Extracted items:
______
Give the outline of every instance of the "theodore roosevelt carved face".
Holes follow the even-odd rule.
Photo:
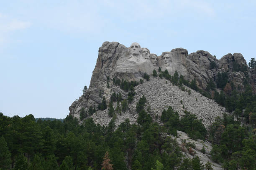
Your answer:
[[[147,48],[142,48],[141,54],[142,54],[142,57],[145,59],[149,59],[150,58],[150,52]]]
[[[150,61],[154,66],[157,66],[157,56],[154,54],[150,54]]]
[[[138,55],[141,54],[141,48],[138,43],[133,43],[129,48],[130,52],[133,55]]]
[[[164,64],[165,66],[169,66],[172,62],[172,55],[170,54],[165,54],[162,58]]]

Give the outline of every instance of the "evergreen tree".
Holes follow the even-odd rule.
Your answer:
[[[151,168],[151,170],[164,170],[164,165],[161,162],[156,160],[156,169]]]
[[[102,162],[102,170],[113,170],[113,164],[110,163],[111,160],[109,156],[108,152],[107,151],[103,158]]]
[[[29,170],[44,170],[44,160],[42,157],[38,154],[35,155],[33,160],[28,167]]]
[[[9,169],[11,163],[10,153],[7,143],[3,136],[0,138],[0,168]]]
[[[128,103],[127,103],[127,100],[126,99],[124,100],[122,103],[121,104],[122,107],[122,111],[123,112],[125,112],[128,108]]]
[[[174,84],[176,85],[178,85],[178,80],[179,79],[179,74],[177,70],[175,70],[174,74],[173,75]]]
[[[136,111],[137,112],[139,112],[144,109],[145,104],[146,102],[146,97],[144,95],[140,98],[139,101],[136,105]]]
[[[60,167],[60,170],[74,170],[74,168],[73,165],[72,158],[70,156],[67,156],[63,160]]]
[[[43,129],[42,135],[43,140],[42,153],[44,156],[53,154],[56,142],[54,131],[47,126]]]
[[[23,154],[20,154],[18,157],[15,164],[15,170],[28,170],[28,160]]]
[[[253,69],[256,65],[256,60],[254,58],[251,58],[249,62],[249,67],[250,68]]]
[[[192,159],[192,167],[193,170],[204,170],[205,166],[200,162],[199,158],[197,155]]]

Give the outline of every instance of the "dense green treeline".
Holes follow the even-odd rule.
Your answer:
[[[108,159],[103,160],[108,152],[108,162],[114,170],[126,170],[128,166],[133,170],[146,170],[161,165],[164,170],[179,166],[182,170],[188,166],[202,168],[198,158],[182,162],[180,148],[175,140],[164,139],[162,135],[175,135],[177,133],[173,132],[179,129],[193,134],[194,138],[204,139],[205,133],[195,135],[206,130],[201,121],[188,112],[184,118],[179,120],[176,117],[173,120],[174,111],[169,107],[163,111],[166,113],[161,118],[164,126],[159,126],[153,122],[144,110],[146,102],[143,96],[137,103],[138,125],[131,125],[126,119],[115,130],[115,114],[108,126],[101,127],[91,118],[80,125],[71,115],[63,122],[40,119],[36,122],[32,115],[10,118],[0,113],[0,157],[5,155],[6,163],[0,167],[20,170],[87,170],[91,167],[100,170]],[[174,121],[179,125],[178,128]],[[195,121],[195,128],[190,128],[189,122]],[[166,152],[161,152],[163,150]]]

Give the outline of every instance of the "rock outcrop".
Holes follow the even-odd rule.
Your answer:
[[[188,55],[187,50],[179,48],[157,56],[137,43],[127,48],[117,42],[105,42],[99,49],[89,89],[72,103],[69,114],[77,115],[82,108],[86,110],[90,106],[97,108],[102,96],[109,98],[113,92],[121,92],[125,98],[123,90],[115,87],[111,80],[115,78],[139,81],[145,73],[151,75],[159,67],[171,75],[177,70],[186,80],[195,79],[198,87],[203,89],[210,80],[217,81],[218,72],[227,72],[229,82],[242,90],[248,76],[246,62],[241,54],[228,54],[218,60],[207,51],[199,50]],[[107,80],[108,77],[110,81]],[[110,88],[108,88],[108,84]]]

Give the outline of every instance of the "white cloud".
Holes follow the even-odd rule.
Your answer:
[[[31,25],[27,21],[13,18],[6,15],[0,14],[0,47],[6,45],[16,40],[12,40],[10,34],[15,31],[26,29]]]

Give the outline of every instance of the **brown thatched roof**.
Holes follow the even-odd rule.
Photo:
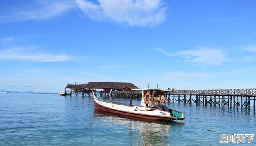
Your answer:
[[[138,89],[138,88],[132,83],[115,82],[90,82],[84,86],[84,88],[123,89],[126,87],[130,89]]]
[[[118,83],[116,82],[117,84],[122,86],[122,88],[124,88],[125,87],[126,87],[130,89],[138,89],[139,88],[134,85],[132,83]]]
[[[86,84],[83,84],[80,85],[70,84],[68,84],[67,86],[65,88],[67,89],[82,89]]]
[[[104,87],[104,89],[122,89],[123,87],[120,85],[111,82]]]
[[[84,86],[84,88],[92,89],[103,89],[103,87],[106,86],[109,82],[90,82]]]

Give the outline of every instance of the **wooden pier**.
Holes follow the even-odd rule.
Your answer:
[[[177,101],[207,106],[250,107],[252,102],[255,109],[256,89],[178,90],[168,94],[168,101]]]
[[[130,97],[130,89],[138,88],[131,83],[90,82],[81,85],[68,84],[65,88],[65,93],[66,95],[70,96],[75,93],[77,96],[81,91],[82,97],[85,95],[90,96],[92,87],[96,90],[94,92],[97,96],[127,98]],[[66,89],[70,89],[70,93],[66,92]],[[112,91],[112,89],[114,91]],[[97,89],[101,91],[98,91]],[[72,90],[73,92],[71,92]],[[132,98],[140,99],[141,94],[139,92],[134,92]],[[195,103],[214,107],[218,105],[230,108],[241,106],[241,108],[247,108],[253,106],[255,109],[256,89],[177,90],[169,92],[167,96],[168,102],[190,104]]]

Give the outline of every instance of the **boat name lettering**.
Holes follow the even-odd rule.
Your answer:
[[[162,111],[160,112],[160,115],[166,115],[166,113],[165,112],[162,112]]]

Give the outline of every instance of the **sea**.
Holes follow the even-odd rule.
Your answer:
[[[154,123],[117,116],[96,110],[93,98],[80,95],[0,94],[0,146],[256,146],[253,107],[167,105],[186,119]]]

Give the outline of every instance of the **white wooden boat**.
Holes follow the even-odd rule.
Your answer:
[[[132,104],[134,91],[142,93],[140,105]],[[103,111],[154,121],[184,120],[182,112],[169,109],[166,105],[167,93],[170,91],[170,90],[162,89],[132,89],[130,105],[98,99],[93,92],[92,95],[94,107]]]
[[[61,92],[60,92],[60,96],[65,96],[65,92],[63,92],[63,91],[62,91]]]

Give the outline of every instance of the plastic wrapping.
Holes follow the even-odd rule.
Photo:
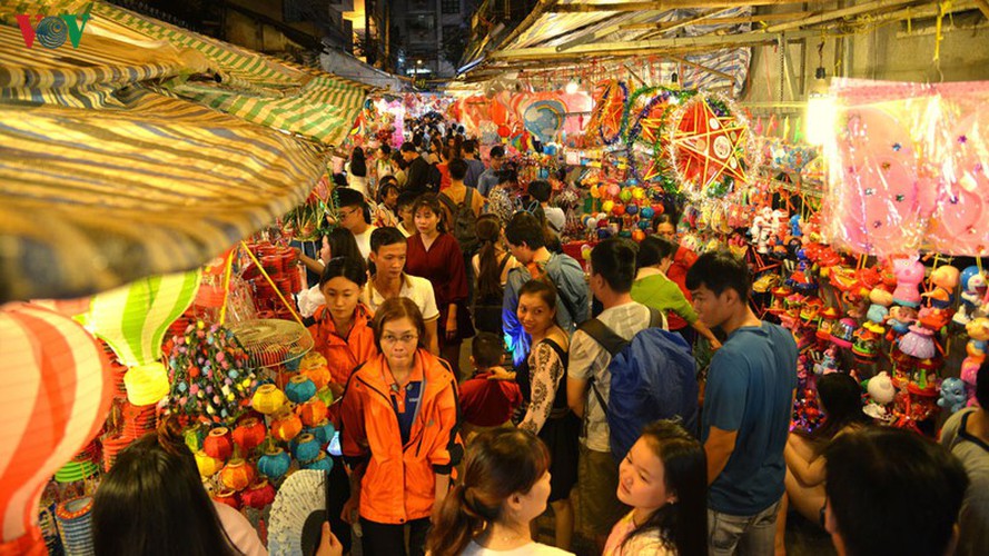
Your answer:
[[[832,83],[828,239],[889,256],[989,251],[989,82]]]

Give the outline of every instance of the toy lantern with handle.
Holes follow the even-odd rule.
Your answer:
[[[110,365],[81,326],[30,304],[0,309],[0,554],[47,554],[38,529],[41,492],[106,419]]]

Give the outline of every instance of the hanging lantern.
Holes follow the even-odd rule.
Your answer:
[[[0,338],[7,399],[0,414],[0,554],[43,554],[41,490],[102,425],[112,398],[110,365],[81,326],[30,304],[0,309]]]

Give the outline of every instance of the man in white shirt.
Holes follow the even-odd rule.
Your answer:
[[[339,187],[336,192],[340,201],[337,209],[339,224],[354,235],[357,249],[366,261],[370,255],[370,234],[377,229],[370,225],[370,207],[367,206],[364,196],[354,189]]]
[[[611,238],[591,251],[591,292],[604,306],[597,316],[606,327],[626,340],[649,327],[649,307],[632,300],[635,279],[635,249],[629,241]],[[583,417],[587,436],[581,447],[577,485],[581,489],[581,523],[585,533],[604,548],[612,526],[629,508],[617,500],[619,464],[612,458],[607,419],[591,386],[609,401],[611,355],[585,331],[571,339],[566,376],[566,401]]]
[[[429,353],[439,355],[439,337],[436,336],[436,321],[439,309],[433,285],[425,278],[405,274],[405,258],[408,244],[395,228],[377,228],[370,237],[370,261],[375,274],[367,281],[360,300],[372,311],[376,311],[386,299],[406,297],[411,299],[426,321],[425,344]]]

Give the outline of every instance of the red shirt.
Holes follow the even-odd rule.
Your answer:
[[[690,297],[690,290],[686,289],[686,271],[690,270],[690,267],[694,266],[694,262],[696,261],[698,255],[695,252],[686,247],[680,246],[680,248],[676,249],[676,254],[673,256],[673,265],[666,270],[666,278],[670,278],[680,286],[680,290],[683,291],[688,301],[693,301],[693,298]],[[680,330],[688,326],[688,321],[673,311],[666,312],[666,321],[671,330]]]
[[[522,404],[522,390],[510,380],[488,380],[491,373],[478,373],[461,385],[461,415],[475,427],[496,427],[512,417]]]

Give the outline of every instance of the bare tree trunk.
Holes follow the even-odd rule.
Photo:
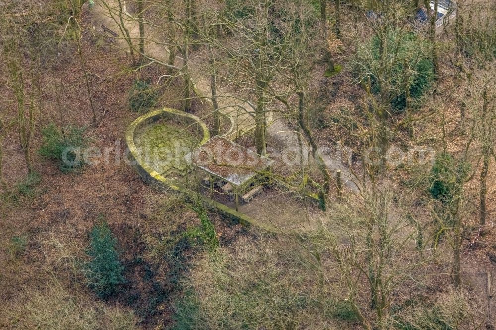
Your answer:
[[[334,0],[336,10],[336,22],[334,23],[334,31],[336,36],[341,37],[341,0]]]
[[[124,39],[125,40],[128,47],[129,47],[129,56],[131,56],[131,61],[132,62],[133,65],[135,65],[136,58],[134,57],[134,46],[132,44],[132,40],[131,39],[131,35],[129,33],[129,30],[127,30],[124,24],[124,18],[123,17],[123,11],[124,10],[124,7],[123,5],[122,0],[117,0],[117,3],[119,5],[119,21],[121,22],[120,24],[118,25],[121,29],[121,32],[124,31],[124,34],[125,36]]]
[[[432,47],[433,64],[434,66],[434,74],[436,76],[439,74],[439,59],[437,57],[437,48],[436,46],[435,38],[435,22],[437,18],[437,3],[438,0],[434,0],[434,12],[431,13],[431,5],[427,1],[427,10],[430,13],[431,18],[430,28],[429,28],[429,39],[431,40],[431,47]]]
[[[191,78],[189,77],[189,62],[188,58],[188,45],[185,45],[181,52],[184,59],[183,72],[184,77],[184,87],[183,94],[183,111],[189,112],[191,111]]]
[[[140,63],[142,63],[145,54],[145,24],[143,21],[143,0],[137,0],[137,3],[138,26],[139,28],[139,58],[138,60]]]
[[[480,223],[481,225],[486,224],[486,217],[487,210],[486,208],[486,201],[488,194],[487,178],[489,169],[489,162],[491,160],[488,151],[484,151],[483,161],[482,170],[481,171],[481,193],[480,193]]]
[[[486,127],[486,130],[491,129],[491,128],[487,127],[487,125],[485,122],[487,118],[488,107],[489,106],[489,100],[488,99],[487,88],[485,88],[482,92],[482,120],[485,122],[483,124]],[[490,123],[489,125],[491,124]],[[488,193],[487,188],[487,177],[488,172],[489,170],[489,163],[491,161],[491,148],[490,145],[490,141],[487,141],[487,138],[484,139],[483,141],[483,165],[482,170],[481,171],[481,192],[480,192],[480,223],[481,225],[484,225],[486,224],[486,217],[487,215],[487,211],[486,209],[486,201]]]
[[[15,55],[12,55],[12,56]],[[17,124],[19,129],[19,144],[24,154],[28,172],[31,173],[34,170],[31,159],[31,140],[34,129],[34,100],[33,99],[34,97],[32,95],[29,100],[30,104],[28,109],[29,115],[27,118],[28,122],[26,123],[24,108],[25,94],[24,77],[22,69],[16,61],[16,59],[12,59],[9,63],[8,66],[10,71],[10,77],[12,80],[12,89],[17,102]],[[32,68],[32,71],[34,72]],[[33,83],[34,83],[34,80]],[[33,93],[34,93],[34,91]]]
[[[211,49],[210,50],[211,52]],[[213,59],[213,55],[210,59],[210,65],[212,65],[212,75],[210,77],[210,88],[212,91],[212,105],[213,106],[213,132],[218,135],[220,134],[220,115],[219,112],[219,105],[217,103],[217,70],[215,68],[215,62]]]
[[[327,209],[327,196],[329,196],[331,175],[325,165],[324,160],[318,154],[317,144],[313,139],[313,134],[308,126],[308,122],[307,111],[305,110],[305,93],[303,91],[300,91],[298,93],[298,124],[303,131],[303,134],[309,140],[309,143],[311,148],[312,157],[315,160],[317,163],[317,166],[318,166],[319,169],[324,177],[325,182],[322,186],[322,191],[319,195],[319,200],[320,203],[320,208],[325,211]]]
[[[327,0],[319,0],[320,5],[320,21],[322,25],[325,26],[327,24]]]
[[[267,156],[265,144],[265,82],[260,78],[256,81],[256,110],[255,113],[255,145],[256,152],[262,156]]]
[[[76,43],[77,45],[77,53],[79,55],[79,59],[81,61],[81,68],[83,70],[83,73],[84,76],[84,80],[86,84],[86,90],[88,92],[88,96],[89,98],[90,105],[91,107],[91,112],[93,114],[92,121],[93,125],[96,126],[96,110],[95,109],[95,105],[93,104],[93,96],[91,95],[91,88],[90,85],[89,78],[88,77],[88,72],[86,71],[86,66],[84,64],[84,56],[83,56],[83,51],[81,47],[81,30],[79,28],[79,24],[75,18],[72,18],[74,24],[74,36],[76,39]]]
[[[0,119],[0,191],[7,190],[7,182],[3,178],[3,131],[5,129],[5,124],[3,121]]]
[[[453,237],[453,280],[455,283],[455,287],[460,288],[462,285],[460,274],[461,273],[461,262],[460,258],[460,250],[461,249],[462,245],[462,234],[459,216],[457,214],[454,217],[455,217],[455,224],[453,231],[454,237]]]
______
▸ **Work to complete**
Identify every line in the items above that contains the word "white" and copy each one. Matching is case-sensitive.

▸ **Written reply**
Give the outline of every instance of the "white cloud".
Give the outline of every instance of the **white wooden boat**.
Give the outline of every instance of the man in white shirt.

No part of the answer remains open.